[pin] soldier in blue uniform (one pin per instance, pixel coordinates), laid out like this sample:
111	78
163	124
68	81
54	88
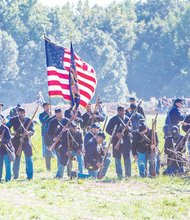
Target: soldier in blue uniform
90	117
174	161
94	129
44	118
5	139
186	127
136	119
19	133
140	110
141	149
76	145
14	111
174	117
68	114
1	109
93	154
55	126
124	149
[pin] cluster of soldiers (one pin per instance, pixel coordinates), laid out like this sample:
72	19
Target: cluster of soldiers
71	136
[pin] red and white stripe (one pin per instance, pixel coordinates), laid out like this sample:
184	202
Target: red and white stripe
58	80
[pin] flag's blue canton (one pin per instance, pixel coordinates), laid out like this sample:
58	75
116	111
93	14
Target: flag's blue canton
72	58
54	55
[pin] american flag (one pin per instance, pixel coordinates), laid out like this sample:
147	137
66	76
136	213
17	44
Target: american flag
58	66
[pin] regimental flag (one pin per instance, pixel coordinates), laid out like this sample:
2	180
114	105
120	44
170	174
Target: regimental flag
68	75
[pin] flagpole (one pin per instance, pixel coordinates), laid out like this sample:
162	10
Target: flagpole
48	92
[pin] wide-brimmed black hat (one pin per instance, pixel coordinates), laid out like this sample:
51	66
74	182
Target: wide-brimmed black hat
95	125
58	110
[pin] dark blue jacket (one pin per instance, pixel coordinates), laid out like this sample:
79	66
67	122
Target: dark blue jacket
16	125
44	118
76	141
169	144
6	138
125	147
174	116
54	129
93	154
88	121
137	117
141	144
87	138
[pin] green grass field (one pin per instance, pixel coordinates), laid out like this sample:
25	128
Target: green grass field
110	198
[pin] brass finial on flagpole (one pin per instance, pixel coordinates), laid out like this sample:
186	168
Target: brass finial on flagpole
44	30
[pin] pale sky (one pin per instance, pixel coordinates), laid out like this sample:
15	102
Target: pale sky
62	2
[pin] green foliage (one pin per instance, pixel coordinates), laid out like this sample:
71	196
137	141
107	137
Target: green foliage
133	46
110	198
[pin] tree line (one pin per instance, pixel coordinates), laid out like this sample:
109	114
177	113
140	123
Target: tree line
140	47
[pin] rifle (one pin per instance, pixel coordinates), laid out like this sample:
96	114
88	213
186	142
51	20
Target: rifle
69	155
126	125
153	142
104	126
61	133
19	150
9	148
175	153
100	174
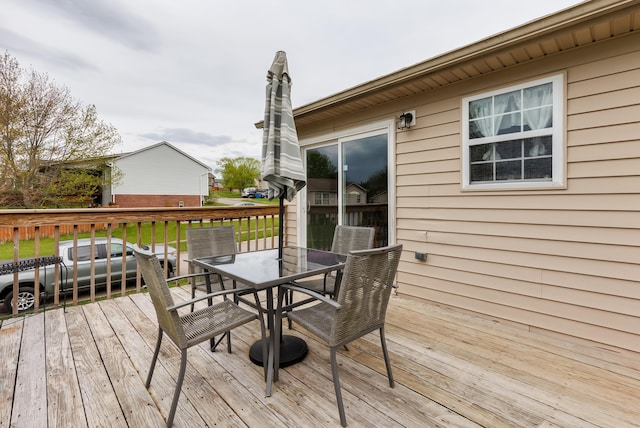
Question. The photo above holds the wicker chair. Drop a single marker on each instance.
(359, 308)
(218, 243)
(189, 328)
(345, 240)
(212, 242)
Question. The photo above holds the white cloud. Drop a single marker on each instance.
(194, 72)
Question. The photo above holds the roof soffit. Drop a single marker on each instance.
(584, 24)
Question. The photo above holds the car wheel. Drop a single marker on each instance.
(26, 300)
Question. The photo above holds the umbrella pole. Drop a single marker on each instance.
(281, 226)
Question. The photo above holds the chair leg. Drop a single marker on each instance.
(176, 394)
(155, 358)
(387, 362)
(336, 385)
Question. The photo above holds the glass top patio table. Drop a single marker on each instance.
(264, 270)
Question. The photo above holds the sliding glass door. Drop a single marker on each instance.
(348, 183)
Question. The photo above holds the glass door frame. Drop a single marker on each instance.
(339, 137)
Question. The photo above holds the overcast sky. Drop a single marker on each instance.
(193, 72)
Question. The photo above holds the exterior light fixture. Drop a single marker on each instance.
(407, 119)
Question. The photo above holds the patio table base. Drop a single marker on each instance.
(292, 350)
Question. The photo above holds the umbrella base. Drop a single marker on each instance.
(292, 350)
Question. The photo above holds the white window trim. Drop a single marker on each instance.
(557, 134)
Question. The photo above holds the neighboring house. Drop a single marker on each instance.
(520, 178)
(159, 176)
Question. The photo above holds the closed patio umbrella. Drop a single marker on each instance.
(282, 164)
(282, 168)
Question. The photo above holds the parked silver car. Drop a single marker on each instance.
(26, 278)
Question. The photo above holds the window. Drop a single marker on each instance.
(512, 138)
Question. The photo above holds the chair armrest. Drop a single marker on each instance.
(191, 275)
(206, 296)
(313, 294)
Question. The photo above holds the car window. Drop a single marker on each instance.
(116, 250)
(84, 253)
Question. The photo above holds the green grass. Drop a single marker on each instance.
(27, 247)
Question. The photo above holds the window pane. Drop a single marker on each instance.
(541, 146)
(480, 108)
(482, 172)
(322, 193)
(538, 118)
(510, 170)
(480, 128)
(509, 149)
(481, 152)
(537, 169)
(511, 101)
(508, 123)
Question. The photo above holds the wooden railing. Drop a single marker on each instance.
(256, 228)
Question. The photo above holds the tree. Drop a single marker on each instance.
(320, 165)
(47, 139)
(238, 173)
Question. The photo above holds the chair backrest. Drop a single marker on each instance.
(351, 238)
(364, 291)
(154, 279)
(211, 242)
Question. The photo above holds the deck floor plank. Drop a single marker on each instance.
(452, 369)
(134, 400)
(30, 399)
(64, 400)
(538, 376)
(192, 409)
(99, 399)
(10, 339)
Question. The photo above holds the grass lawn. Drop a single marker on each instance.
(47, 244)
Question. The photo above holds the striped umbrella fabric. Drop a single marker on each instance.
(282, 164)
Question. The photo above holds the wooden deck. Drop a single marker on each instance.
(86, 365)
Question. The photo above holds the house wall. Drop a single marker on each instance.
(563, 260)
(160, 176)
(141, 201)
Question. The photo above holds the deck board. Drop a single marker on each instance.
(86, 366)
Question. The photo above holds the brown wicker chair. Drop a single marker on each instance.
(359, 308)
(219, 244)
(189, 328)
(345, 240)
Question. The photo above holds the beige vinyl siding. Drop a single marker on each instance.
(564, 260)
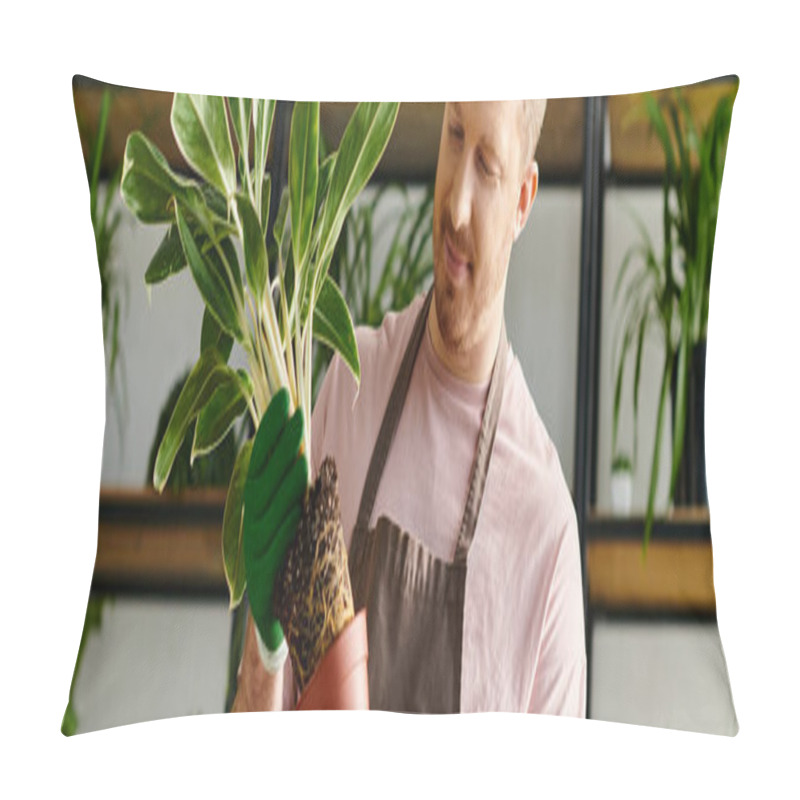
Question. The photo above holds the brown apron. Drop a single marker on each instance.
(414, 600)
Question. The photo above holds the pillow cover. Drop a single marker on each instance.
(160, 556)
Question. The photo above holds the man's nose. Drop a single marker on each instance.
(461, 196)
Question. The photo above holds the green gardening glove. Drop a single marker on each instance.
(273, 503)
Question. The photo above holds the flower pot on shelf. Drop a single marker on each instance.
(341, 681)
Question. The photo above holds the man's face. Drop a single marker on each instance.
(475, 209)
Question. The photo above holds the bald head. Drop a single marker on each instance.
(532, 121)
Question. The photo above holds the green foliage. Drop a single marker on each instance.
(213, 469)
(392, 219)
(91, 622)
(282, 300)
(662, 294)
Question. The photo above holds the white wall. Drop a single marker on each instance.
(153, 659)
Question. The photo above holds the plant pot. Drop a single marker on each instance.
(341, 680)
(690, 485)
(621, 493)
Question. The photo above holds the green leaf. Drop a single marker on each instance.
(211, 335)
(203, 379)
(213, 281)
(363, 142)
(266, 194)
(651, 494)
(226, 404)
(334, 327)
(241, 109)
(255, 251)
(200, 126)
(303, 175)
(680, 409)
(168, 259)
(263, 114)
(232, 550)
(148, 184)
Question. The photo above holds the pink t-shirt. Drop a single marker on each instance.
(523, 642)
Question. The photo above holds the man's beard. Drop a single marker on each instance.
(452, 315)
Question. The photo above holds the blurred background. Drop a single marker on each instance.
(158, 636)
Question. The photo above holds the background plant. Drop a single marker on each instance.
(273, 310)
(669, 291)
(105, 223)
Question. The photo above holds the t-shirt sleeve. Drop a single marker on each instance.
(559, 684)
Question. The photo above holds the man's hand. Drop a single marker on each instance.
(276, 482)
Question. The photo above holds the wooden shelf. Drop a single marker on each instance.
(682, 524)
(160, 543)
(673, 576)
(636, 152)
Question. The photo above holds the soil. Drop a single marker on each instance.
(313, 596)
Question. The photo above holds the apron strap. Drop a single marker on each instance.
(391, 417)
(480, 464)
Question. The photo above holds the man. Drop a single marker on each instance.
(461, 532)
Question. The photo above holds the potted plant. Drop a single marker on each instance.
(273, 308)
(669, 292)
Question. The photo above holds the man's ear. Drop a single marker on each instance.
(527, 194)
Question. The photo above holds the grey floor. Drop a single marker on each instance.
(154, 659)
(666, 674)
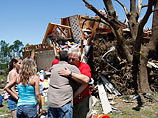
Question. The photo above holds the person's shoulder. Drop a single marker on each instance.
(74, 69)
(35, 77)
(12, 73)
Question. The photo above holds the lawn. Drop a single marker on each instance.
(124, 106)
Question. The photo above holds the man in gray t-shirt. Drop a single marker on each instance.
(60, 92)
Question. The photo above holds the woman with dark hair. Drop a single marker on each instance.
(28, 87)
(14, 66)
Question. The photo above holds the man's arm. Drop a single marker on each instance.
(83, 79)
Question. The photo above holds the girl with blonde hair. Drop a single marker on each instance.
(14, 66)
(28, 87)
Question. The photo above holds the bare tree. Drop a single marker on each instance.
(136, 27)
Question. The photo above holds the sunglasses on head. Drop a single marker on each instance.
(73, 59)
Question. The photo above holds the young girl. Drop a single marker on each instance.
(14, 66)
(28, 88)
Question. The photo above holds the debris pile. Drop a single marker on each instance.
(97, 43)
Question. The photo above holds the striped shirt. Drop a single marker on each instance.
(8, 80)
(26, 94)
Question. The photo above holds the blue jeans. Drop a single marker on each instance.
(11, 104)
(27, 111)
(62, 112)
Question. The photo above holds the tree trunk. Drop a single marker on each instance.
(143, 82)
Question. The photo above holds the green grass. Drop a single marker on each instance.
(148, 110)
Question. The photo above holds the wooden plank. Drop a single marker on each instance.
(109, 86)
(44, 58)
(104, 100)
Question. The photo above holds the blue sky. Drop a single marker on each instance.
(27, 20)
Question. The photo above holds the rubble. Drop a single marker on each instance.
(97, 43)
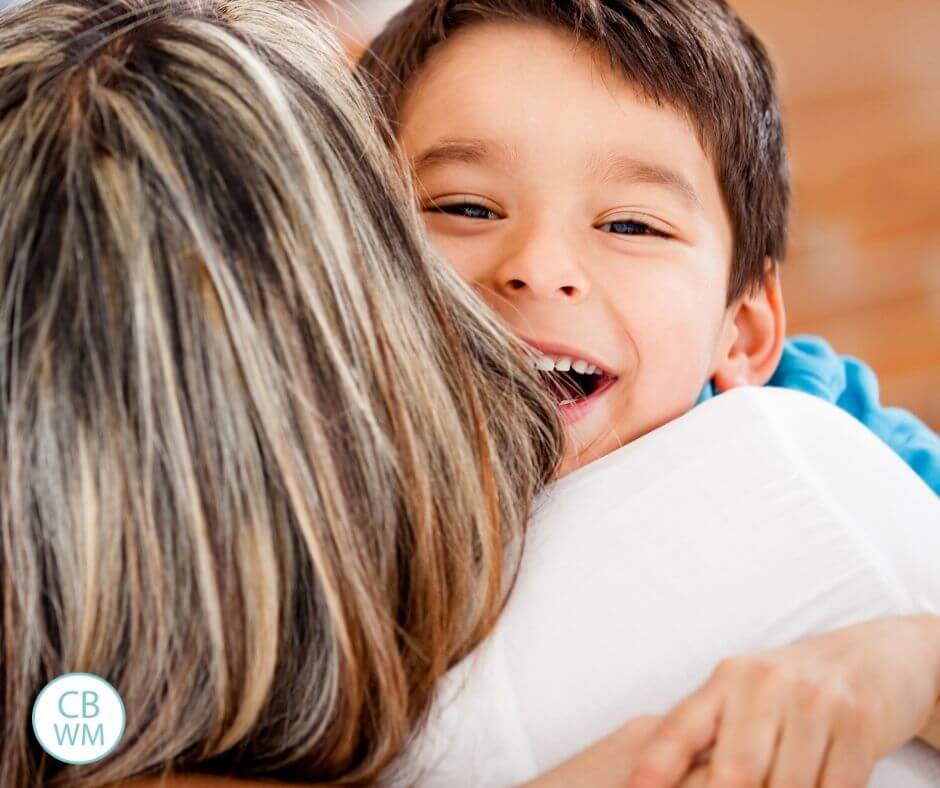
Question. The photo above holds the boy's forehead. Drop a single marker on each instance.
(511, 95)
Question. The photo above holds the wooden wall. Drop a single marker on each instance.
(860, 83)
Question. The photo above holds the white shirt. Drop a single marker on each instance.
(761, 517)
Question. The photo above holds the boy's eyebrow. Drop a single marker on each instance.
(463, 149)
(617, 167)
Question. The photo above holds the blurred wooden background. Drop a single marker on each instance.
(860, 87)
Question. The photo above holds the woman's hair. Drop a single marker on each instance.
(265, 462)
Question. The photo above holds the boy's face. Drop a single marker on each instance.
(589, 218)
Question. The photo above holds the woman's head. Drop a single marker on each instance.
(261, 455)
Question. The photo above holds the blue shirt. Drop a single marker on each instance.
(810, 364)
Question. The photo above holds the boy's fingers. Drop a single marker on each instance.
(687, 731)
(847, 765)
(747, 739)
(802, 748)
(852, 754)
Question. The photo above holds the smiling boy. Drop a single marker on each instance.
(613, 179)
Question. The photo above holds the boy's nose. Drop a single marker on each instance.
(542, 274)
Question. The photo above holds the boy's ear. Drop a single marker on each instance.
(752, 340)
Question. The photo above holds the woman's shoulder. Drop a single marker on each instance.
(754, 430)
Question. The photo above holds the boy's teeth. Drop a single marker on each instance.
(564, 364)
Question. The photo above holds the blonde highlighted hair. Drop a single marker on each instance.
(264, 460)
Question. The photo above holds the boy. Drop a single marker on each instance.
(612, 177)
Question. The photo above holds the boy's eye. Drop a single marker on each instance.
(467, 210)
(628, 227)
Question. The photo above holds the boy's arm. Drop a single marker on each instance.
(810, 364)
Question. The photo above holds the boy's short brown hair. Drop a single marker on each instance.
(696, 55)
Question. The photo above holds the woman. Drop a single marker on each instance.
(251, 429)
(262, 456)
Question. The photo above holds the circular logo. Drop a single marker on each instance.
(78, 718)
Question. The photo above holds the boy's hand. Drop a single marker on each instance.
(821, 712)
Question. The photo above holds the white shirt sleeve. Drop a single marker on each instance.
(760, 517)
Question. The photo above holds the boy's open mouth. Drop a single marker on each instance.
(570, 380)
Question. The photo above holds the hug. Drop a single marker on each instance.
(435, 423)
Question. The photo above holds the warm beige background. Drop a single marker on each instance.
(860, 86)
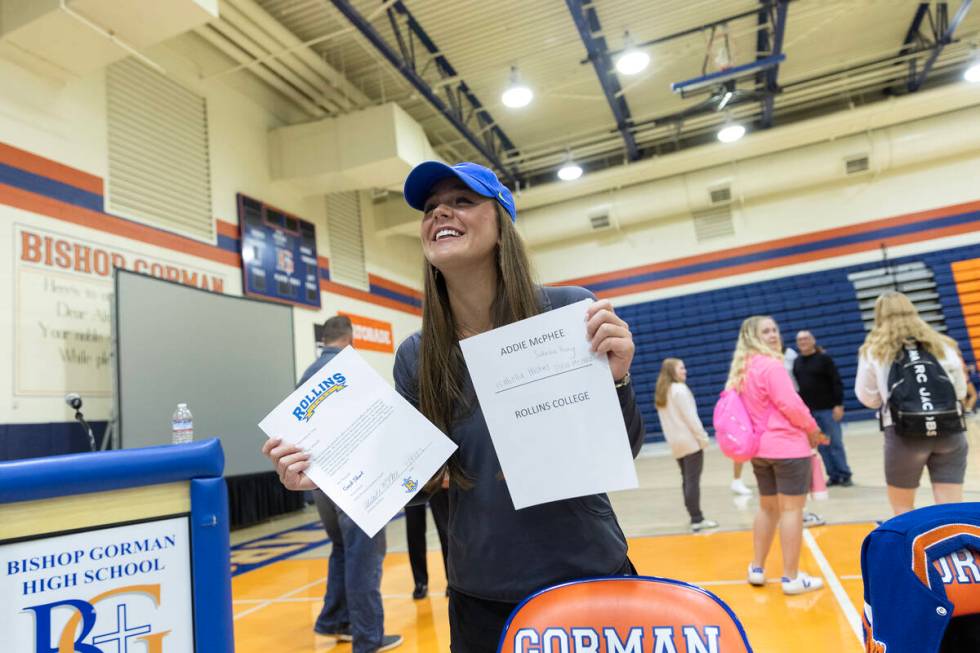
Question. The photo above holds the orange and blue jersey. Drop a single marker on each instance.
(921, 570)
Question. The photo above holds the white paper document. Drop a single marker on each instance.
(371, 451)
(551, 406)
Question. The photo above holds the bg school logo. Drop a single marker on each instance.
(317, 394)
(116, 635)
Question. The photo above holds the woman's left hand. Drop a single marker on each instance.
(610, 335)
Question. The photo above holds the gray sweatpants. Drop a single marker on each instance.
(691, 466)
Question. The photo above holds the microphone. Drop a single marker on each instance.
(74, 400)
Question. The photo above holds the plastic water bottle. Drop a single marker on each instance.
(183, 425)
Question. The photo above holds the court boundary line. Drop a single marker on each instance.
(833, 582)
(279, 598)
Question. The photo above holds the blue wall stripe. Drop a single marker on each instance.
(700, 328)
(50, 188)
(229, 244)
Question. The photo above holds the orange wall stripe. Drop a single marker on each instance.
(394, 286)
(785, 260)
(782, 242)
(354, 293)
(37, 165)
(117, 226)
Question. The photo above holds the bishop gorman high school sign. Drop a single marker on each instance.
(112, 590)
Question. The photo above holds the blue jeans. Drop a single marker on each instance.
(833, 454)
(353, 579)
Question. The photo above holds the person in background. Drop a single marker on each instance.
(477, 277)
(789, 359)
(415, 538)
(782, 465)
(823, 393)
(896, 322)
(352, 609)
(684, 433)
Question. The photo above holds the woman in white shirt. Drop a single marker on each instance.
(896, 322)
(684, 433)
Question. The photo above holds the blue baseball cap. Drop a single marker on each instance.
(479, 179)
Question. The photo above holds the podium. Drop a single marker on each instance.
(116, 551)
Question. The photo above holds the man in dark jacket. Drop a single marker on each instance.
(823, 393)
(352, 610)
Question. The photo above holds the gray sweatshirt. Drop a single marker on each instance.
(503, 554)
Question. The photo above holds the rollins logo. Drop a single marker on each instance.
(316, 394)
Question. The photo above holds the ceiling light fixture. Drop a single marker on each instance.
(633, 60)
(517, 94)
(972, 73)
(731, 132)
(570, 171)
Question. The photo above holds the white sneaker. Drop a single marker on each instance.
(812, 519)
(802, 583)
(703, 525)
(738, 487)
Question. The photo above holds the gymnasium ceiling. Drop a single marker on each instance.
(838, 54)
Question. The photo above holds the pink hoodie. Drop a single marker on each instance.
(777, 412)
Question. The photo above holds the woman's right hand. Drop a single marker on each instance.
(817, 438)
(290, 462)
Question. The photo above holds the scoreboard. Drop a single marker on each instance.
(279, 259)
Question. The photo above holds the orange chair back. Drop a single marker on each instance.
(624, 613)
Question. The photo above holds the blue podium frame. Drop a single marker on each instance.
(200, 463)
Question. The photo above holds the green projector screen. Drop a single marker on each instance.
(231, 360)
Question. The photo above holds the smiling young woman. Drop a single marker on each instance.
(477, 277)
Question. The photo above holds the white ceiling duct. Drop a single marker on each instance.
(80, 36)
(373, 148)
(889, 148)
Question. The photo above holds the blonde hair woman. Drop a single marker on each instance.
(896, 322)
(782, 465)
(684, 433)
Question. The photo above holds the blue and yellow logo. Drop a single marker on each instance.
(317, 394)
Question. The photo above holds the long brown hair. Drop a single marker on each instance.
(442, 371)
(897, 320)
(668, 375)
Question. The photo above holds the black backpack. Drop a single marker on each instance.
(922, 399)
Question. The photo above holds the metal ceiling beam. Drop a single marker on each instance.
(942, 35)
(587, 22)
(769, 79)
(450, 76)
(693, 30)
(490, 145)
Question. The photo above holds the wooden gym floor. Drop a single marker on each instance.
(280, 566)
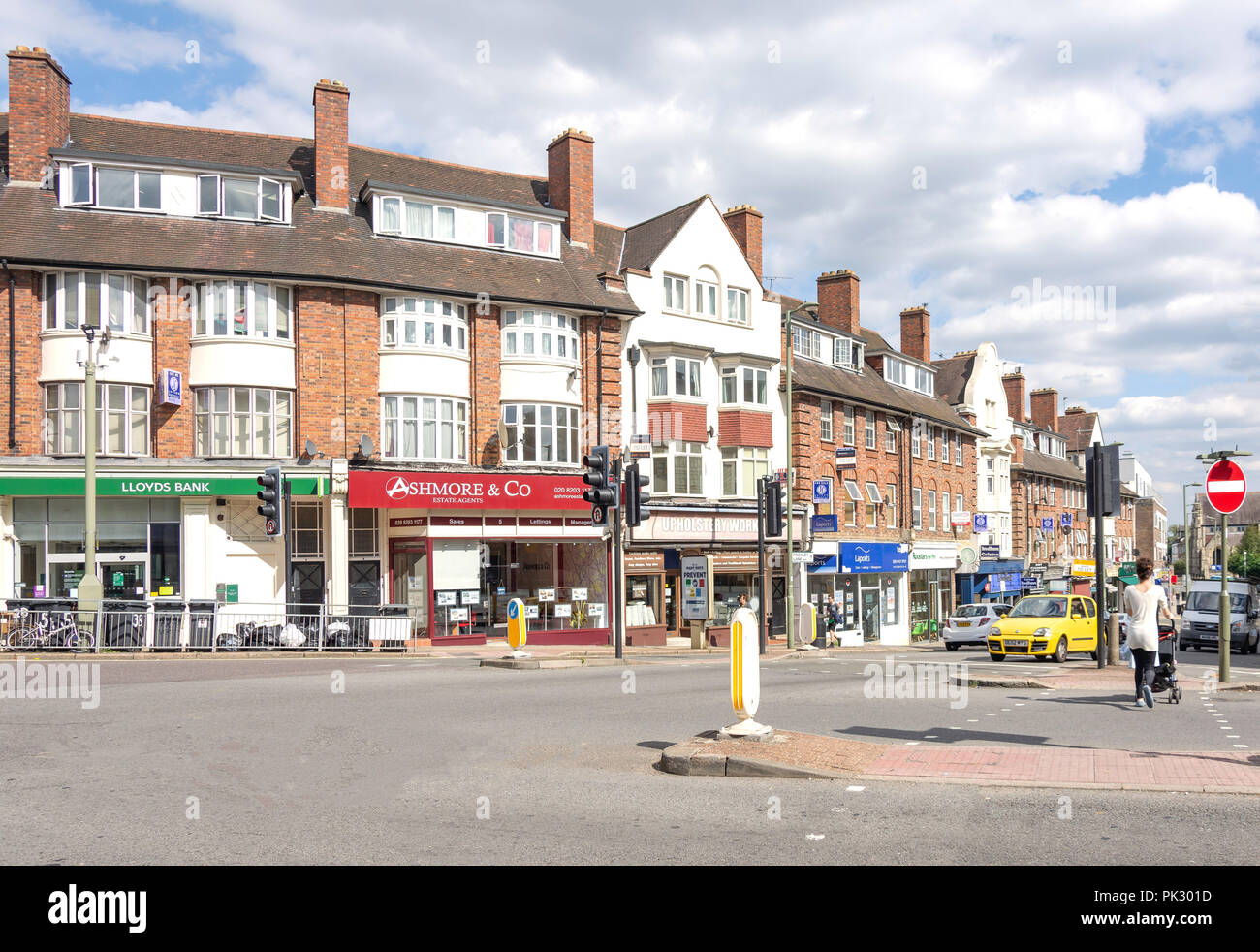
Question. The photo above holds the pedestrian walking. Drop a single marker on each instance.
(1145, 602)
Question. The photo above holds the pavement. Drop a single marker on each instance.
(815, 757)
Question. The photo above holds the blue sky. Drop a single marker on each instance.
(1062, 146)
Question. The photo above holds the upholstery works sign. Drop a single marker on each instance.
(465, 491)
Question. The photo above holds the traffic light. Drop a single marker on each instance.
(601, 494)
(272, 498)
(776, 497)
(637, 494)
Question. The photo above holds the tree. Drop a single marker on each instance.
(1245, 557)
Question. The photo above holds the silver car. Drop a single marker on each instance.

* * *

• [Written request] Quote the listing verbatim from the line with "Question. The photo above holds the upholstery" to the line with "(1245, 557)", including both of those lines.

• [Correct response]
Question. The photo above holds the upholstery works sign. Drop a single marker on each instance.
(465, 491)
Question. The photo above holds the traffic light. Drop a single marker on each instance.
(601, 494)
(272, 498)
(776, 497)
(637, 494)
Question. The photo above holds the tree. Drop a single marker on each instance.
(1245, 557)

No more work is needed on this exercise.